§ Problem description: The passage on democracy below names what supporting happiness in ourselves and others takes. List every one of those qualities.
### Reading passage ###
Democracy isn’t a free ride or an entitlement. A healthy democracy requires individuals take responsibility for participation in sustaining it. If we want our constitutional rights to be protected, it’s up to us to protect the rights of others. Our personal freedom is not more important than the freedom of others.

Democracy is like tolerance; it’s a peace treaty acknowledging and even honoring differences within a framework of checks and balances so one group cannot take absolute power. This protects all of us from authoritarianism.

Our constitutional rights do not include the right to incite or commit violence, the right to disempower or injure those we disagree with or don’t like, the right to destroy property, or the right to deliberately put others at risk during a public health crisis. They do not include the right to spread disinformation. Free speech excludes the incitement of violence.

Happiness builds social capital and resilience. It encourages broad-mindedness and cooperation. It’s self-sustaining, constructive, and creative. Supporting happiness in ourselves and others takes patience, courage, self-discipline, and strength.

Manipulating others through fear, rhetoric and disinformation is easy, and weak personalities employ those methods because they possess no other tools. Destruction and blood lust are brutishly simple and direct, giving an entirely false sense of power and control.

If we stood shoulder to shoulder and stripped away all our labels and identities until we were just people of skin, flesh, and bone, all living on the same exhausted planet, all with the same basic needs for connection, food, clean water, and shelter, what would we want for ourselves and our children? Would we choose to live in an atmosphere of violence, hate, and power-over, ruled by a mindless mob, or would we choose to create a more equal system in which everyone has certain freedoms but no one has absolute freedom or power, and in which everyone has a chance to participate, both through voting and service?

Do we want to concentrate on losing or winning?

Do we aspire to lasting happiness, peace and contentment, or chronic fear, anxiety, and despair?

It doesn’t seem like a hard choice to me.
### Entries shown ###
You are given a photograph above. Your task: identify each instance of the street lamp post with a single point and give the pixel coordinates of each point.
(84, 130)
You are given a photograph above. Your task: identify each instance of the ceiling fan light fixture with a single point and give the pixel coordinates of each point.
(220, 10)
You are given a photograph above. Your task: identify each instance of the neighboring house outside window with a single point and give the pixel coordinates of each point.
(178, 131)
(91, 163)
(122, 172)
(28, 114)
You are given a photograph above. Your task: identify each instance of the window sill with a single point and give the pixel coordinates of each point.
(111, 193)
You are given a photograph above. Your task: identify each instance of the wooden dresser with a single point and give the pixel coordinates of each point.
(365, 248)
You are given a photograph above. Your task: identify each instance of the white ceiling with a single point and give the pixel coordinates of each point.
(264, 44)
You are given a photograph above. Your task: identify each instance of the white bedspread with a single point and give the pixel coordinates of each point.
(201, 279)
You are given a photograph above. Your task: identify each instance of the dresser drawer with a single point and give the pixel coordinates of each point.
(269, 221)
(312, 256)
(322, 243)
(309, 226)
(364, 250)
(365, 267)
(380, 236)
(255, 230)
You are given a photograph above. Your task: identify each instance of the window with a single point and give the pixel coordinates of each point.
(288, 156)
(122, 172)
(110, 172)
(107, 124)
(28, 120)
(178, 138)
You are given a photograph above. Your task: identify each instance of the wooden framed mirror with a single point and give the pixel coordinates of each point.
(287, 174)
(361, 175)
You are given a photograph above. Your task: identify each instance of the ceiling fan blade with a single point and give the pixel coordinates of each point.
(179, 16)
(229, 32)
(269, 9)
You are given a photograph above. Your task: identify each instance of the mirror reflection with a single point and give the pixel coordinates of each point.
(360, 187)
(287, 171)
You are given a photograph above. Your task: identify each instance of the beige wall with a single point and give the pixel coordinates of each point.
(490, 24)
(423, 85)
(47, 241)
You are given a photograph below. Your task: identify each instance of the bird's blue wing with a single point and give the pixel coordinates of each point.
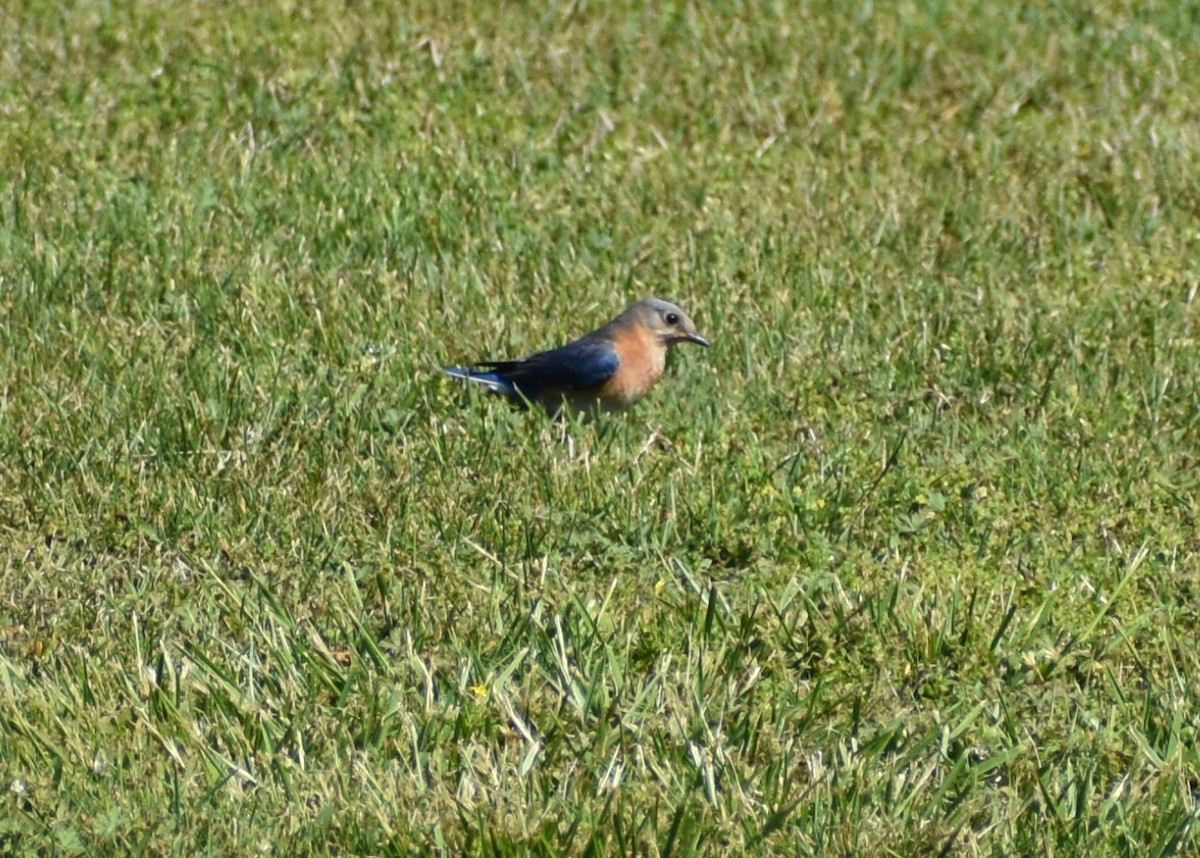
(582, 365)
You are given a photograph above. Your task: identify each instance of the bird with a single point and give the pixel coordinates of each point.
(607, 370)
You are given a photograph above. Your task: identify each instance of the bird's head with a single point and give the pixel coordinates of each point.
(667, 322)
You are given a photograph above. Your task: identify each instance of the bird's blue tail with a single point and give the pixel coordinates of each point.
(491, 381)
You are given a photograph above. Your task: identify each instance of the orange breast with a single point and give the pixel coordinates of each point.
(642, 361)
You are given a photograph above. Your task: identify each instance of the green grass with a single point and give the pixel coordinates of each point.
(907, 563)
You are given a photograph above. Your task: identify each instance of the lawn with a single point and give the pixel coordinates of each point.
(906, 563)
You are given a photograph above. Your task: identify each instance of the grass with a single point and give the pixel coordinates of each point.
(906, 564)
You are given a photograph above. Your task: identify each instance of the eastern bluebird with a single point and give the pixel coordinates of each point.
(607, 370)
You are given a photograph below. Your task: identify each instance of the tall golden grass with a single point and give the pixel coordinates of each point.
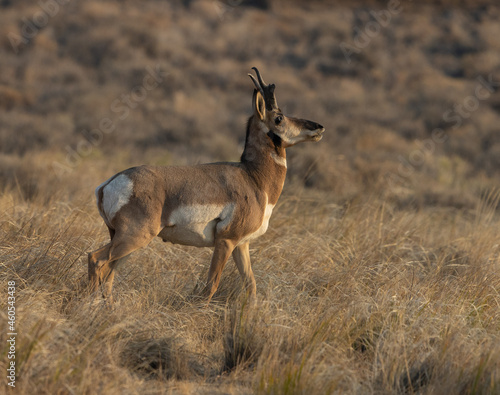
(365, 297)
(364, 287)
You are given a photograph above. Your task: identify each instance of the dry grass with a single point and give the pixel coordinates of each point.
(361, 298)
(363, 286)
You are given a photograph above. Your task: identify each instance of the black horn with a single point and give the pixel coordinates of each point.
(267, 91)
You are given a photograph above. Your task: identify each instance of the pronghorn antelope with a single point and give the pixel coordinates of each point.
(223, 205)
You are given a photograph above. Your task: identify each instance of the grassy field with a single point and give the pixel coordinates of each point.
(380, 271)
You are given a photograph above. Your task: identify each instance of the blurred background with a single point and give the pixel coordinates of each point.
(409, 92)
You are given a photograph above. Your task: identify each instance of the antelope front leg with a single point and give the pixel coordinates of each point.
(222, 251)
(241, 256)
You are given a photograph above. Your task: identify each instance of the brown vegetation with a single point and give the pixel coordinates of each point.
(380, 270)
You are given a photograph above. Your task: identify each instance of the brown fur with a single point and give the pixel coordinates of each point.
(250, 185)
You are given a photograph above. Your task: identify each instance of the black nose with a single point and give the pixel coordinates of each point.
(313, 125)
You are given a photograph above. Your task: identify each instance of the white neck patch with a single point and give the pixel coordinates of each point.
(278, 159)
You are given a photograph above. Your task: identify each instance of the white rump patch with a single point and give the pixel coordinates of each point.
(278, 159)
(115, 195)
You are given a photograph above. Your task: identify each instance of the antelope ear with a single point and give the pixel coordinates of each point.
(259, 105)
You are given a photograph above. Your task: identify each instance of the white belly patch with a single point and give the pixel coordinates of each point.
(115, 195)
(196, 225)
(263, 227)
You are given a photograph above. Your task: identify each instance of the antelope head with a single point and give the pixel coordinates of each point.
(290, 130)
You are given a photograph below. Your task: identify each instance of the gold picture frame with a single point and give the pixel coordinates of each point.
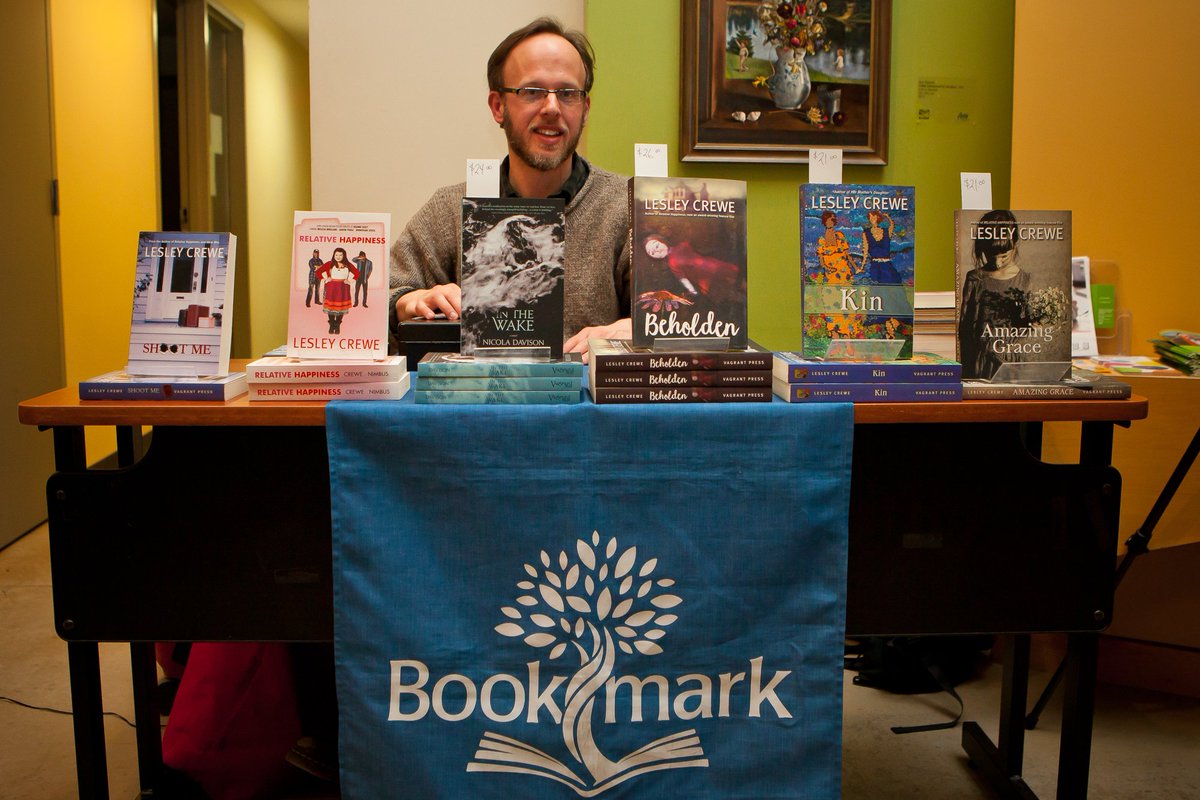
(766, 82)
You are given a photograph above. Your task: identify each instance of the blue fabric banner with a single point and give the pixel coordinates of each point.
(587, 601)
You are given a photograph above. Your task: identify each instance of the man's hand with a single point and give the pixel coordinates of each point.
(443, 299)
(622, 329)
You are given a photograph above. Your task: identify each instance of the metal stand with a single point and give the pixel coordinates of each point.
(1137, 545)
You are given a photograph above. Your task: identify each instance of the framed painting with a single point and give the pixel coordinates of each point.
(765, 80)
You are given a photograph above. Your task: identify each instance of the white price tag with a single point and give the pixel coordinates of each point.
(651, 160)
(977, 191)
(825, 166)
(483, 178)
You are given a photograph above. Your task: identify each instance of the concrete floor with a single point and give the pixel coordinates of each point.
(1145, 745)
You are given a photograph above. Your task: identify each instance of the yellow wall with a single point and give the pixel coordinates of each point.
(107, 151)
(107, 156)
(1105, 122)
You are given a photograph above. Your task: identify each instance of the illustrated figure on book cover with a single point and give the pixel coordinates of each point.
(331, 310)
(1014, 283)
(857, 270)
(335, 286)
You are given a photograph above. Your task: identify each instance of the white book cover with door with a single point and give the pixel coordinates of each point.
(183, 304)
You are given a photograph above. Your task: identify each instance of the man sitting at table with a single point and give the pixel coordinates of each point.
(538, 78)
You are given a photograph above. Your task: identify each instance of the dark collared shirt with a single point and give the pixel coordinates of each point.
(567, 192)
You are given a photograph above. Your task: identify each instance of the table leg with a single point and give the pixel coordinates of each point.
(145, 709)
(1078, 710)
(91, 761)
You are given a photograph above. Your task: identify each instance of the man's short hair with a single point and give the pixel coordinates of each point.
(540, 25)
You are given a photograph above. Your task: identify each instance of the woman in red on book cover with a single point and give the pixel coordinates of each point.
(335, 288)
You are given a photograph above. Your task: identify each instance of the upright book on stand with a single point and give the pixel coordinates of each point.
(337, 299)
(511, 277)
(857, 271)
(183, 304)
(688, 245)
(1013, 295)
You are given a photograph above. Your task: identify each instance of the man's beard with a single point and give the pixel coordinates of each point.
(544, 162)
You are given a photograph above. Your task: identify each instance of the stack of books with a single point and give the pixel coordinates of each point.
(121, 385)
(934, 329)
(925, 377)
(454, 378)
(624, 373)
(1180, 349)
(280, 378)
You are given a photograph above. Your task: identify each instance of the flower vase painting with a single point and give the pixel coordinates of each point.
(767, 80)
###
§ Solution to this task: Patience, courage, self-discipline, and strength.